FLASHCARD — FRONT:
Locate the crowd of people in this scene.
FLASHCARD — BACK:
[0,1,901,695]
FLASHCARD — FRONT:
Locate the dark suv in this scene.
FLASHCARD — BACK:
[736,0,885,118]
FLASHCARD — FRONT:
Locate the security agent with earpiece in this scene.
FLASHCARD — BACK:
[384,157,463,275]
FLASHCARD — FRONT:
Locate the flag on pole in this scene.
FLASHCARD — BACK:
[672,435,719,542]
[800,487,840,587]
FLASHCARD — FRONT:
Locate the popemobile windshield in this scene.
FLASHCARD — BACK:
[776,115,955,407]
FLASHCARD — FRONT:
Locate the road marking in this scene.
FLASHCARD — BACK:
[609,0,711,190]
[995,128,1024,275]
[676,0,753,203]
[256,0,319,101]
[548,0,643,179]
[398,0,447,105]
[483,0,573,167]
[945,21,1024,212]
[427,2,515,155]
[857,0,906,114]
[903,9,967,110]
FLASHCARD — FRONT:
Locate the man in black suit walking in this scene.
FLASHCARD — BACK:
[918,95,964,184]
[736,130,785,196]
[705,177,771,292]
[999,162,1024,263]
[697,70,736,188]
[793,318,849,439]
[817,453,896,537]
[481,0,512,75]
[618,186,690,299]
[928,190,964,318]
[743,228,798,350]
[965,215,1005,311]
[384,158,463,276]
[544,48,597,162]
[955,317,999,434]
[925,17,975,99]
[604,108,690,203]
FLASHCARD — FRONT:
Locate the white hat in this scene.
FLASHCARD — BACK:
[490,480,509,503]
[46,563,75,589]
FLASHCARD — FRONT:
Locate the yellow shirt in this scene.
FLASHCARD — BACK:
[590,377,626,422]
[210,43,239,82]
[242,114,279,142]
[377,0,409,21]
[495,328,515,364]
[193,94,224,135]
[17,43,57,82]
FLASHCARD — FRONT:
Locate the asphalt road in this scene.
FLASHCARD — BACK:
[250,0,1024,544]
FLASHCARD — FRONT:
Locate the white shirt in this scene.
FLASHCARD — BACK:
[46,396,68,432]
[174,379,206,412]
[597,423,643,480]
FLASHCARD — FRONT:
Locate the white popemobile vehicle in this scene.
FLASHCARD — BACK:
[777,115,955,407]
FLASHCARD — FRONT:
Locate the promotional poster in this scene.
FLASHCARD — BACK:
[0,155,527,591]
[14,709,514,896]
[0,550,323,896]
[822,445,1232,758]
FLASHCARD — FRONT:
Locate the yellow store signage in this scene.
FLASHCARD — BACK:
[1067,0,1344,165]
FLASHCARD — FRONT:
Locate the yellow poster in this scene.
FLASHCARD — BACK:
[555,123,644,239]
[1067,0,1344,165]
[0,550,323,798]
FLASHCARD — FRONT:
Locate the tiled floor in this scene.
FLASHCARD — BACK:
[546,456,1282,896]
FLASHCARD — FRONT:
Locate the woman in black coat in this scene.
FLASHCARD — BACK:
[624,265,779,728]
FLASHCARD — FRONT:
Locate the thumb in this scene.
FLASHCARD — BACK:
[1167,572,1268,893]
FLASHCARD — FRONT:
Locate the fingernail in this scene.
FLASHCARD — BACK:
------------------------------------------------------------
Problem details:
Could you lay out every line of the entries above as a numbered list, leaving out any blank lines?

Full output:
1. FLASHCARD — FRONT:
2. Locate the crowd of people in this scene.
3. FLASHCARD — BACK:
4. [0,1,901,695]
5. FLASHCARD — FRONT:
6. Locate the dark suv in this scene.
7. FLASHCARD — BACK:
8. [736,0,885,118]
9. FLASHCARD — FRONT:
10. Locate the security agent with earpiece in this scene.
11. FLASHCARD — BACK:
12. [384,157,463,275]
13. FLASHCARD — FRONT:
14. Locate the flag on pole in this scene.
15. FLASHCARD — BACK:
16. [672,435,719,542]
17. [800,487,840,587]
18. FLASHCARD — FRONT:
19. Locate the popemobile windshield in this scene.
20. FLASHCARD — BACK:
21. [776,115,955,407]
22. FLASHCARD — FRONT:
23. Locate the road marking in this scene.
24. FLASHCARD — BACK:
25. [609,0,711,190]
26. [995,128,1024,275]
27. [676,0,753,203]
28. [256,0,319,101]
29. [548,0,643,179]
30. [398,0,447,105]
31. [483,0,573,167]
32. [945,21,1024,212]
33. [427,2,515,155]
34. [857,0,906,114]
35. [903,9,967,110]
36. FLASHCARD — FRONT:
37. Locate the man in black suit walking in this scene.
38. FLASHCARD — BACK:
39. [918,95,964,184]
40. [736,130,785,196]
41. [705,177,771,292]
42. [999,162,1024,263]
43. [697,70,736,188]
44. [793,318,849,439]
45. [817,453,896,537]
46. [481,0,512,75]
47. [618,186,690,299]
48. [928,190,964,318]
49. [743,228,798,350]
50. [965,215,1005,311]
51. [384,158,463,276]
52. [544,48,597,162]
53. [955,317,999,434]
54. [925,17,975,99]
55. [604,108,690,203]
56. FLASHCARD — FRONT:
57. Locate the white hat in this scene.
58. FLASHCARD — BACK:
59. [490,480,509,503]
60. [46,563,75,589]
61. FLASHCARD — FRONT:
62. Locate the yellow shirt in this scene.
63. FLASHCARD — BACK:
64. [590,377,626,422]
65. [210,43,239,82]
66. [242,114,279,142]
67. [377,0,409,21]
68. [495,328,515,364]
69. [193,94,224,135]
70. [17,43,57,82]
71. FLASHCARD — FRONT:
72. Locate the asphalt road in this scene.
73. FLASHCARD — BACK:
74. [250,0,1024,544]
75. FLASHCARD — FRONT:
76. Locate the white shirt in this scene.
77. FLASHCARD — BACK:
78. [46,396,68,432]
79. [174,379,206,412]
80. [597,423,643,480]
81. FLASHCARD — FRONT:
82. Locate the white popemobile vehicle in this scene.
83. FLASHCARD — BACK:
84. [777,115,955,407]
85. FLASHCARD — FRONT:
86. Locate the promotional poster in this scene.
87. FLASHCARD — BACK:
88. [0,155,527,591]
89. [14,709,514,896]
90. [0,550,323,896]
91. [822,445,1232,758]
92. FLASHCARD — FRONT:
93. Locate the yellow store signage in this scene.
94. FLASHCARD — BACK:
95. [1067,0,1344,165]
96. FLASHCARD — FRONT:
97. Locate the yellow poster in this scene.
98. FLASHCARD — BACK:
99. [555,123,644,239]
100. [1067,0,1344,165]
101. [0,550,323,798]
102. FLASHCARD — FRONT:
103. Locate the tiled floor in this scene.
104. FLASHCARD — BACK:
105. [546,456,1282,896]
106. FLASHCARD — FRONT:
107. Locate the woman in black coat in this scene.
108. FLASHCARD — BACK:
109. [624,265,779,728]
110. FLASHCARD — FRONT:
111. Locate the thumb in this scene.
112. FLASHCARD — BACK:
113. [1167,572,1268,893]
114. FLASHCARD — FRONT:
115. Locate the fingernail in this scene.
116. FLASHCARD — BACK:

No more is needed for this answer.